### TASK TO CARRY OUT
In the records below, locate the line containing "Target: torii pillar", then extract it and all following lines exactly, ending with the last line.

(Beginning of DATA FOR PROCESSING)

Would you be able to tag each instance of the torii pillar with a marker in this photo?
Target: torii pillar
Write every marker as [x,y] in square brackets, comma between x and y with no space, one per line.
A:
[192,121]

(End of DATA FOR PROCESSING)

### OUTPUT FOR THIS EXERCISE
Target: torii pillar
Write every marker as [x,y] in square brackets, comma between x and y with no space, one per line.
A:
[192,121]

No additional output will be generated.